--- TASK TO CARRY OUT ---
Edit the piece on Sweet Violet by writing out the section that begins at the words "Sweet Violet:: A" and stops after "pile when weeding.", with "diminutive" changed to "small".

--- EXTRACTED TEXT ---
= = =

Friday, March 5, 2010

Sweet Violet:: A Gentle Friend

Viola odorata

To me, one of the most welcome sights of spring is my special friend, Sweet Violet. Although diminutive in size, their heart-shaped leaves and happy blue, white or violet faces fill me with such delight that I use them as often as I can while they are in season. Although considered by some as a weed, (perish the thought!) this precious plant should have an honored place in everyone’s garden. I have even gone so far as to transplant them into the garden bed from the lawn or walkways instead of tossing them into the compost pile when weeding. 

For starters, Sweet Violet is delicious. For anyone who still uses weed killers and pesticides, you’ll just have to sit on the sidelines while the rest of us enjoy our wild, healthy and delicious “weeds.” Tender, young Violet leaves and flowers in a salad make it not only more beautiful and enticing, but it also is a very healthy addition because of the high content of vitamins A and C. Another culinary option would be to steam either young or older, tougher leaves, as a cooked green vegetable or to use the cheerful blossoms either candied or plain to decorate desserts or as an edible garnish. By carefully drying the leaves and fresh flowers slowly in a cool, dark area with good air circulation until just crisp, then storing the herb in a glass jar in your pantry, a wonderful herbal tea will be available to delight your senses year-round.

Violet is not limited to being a choice edible however, it is also a mild and effective remedy for a myriad of conditions. In traditional Chinese medicine, a species of Viola has been used for over two thousand years as a powerful detoxifier. The local variety boasts properties quite similar to her Asian cousin. Cooling and soothing, Violet had earned a reputation for reducing fever, relieving a sore throat and as an effective expectorant for a variety of lung complaints from asthma to bronchitis. As an effective diuretic, it is often prescribed in the treatment of urinary tract infections. Many skin conditions are also helped by the use of Violet due to its anti-inflammatory and antiseptic properties; eczema, sores, suppurations, swellings, and allergic rashes can benefit from either internal or topical applications of this useful herb.

= = =

Records from a collection
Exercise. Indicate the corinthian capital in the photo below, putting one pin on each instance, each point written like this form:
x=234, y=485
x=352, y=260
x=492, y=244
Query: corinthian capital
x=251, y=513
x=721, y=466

= = =

--- ANSWER SPACE ---
Sweet Violet:: A Gentle Friend

Viola odorata

To me, one of the most welcome sights of spring is my special friend, Sweet Violet. Although small in size, their heart-shaped leaves and happy blue, white or violet faces fill me with such delight that I use them as often as I can while they are in season. Although considered by some as a weed, (perish the thought!) this precious plant should have an honored place in everyone’s garden. I have even gone so far as to transplant them into the garden bed from the lawn or walkways instead of tossing them into the compost pile when weeding.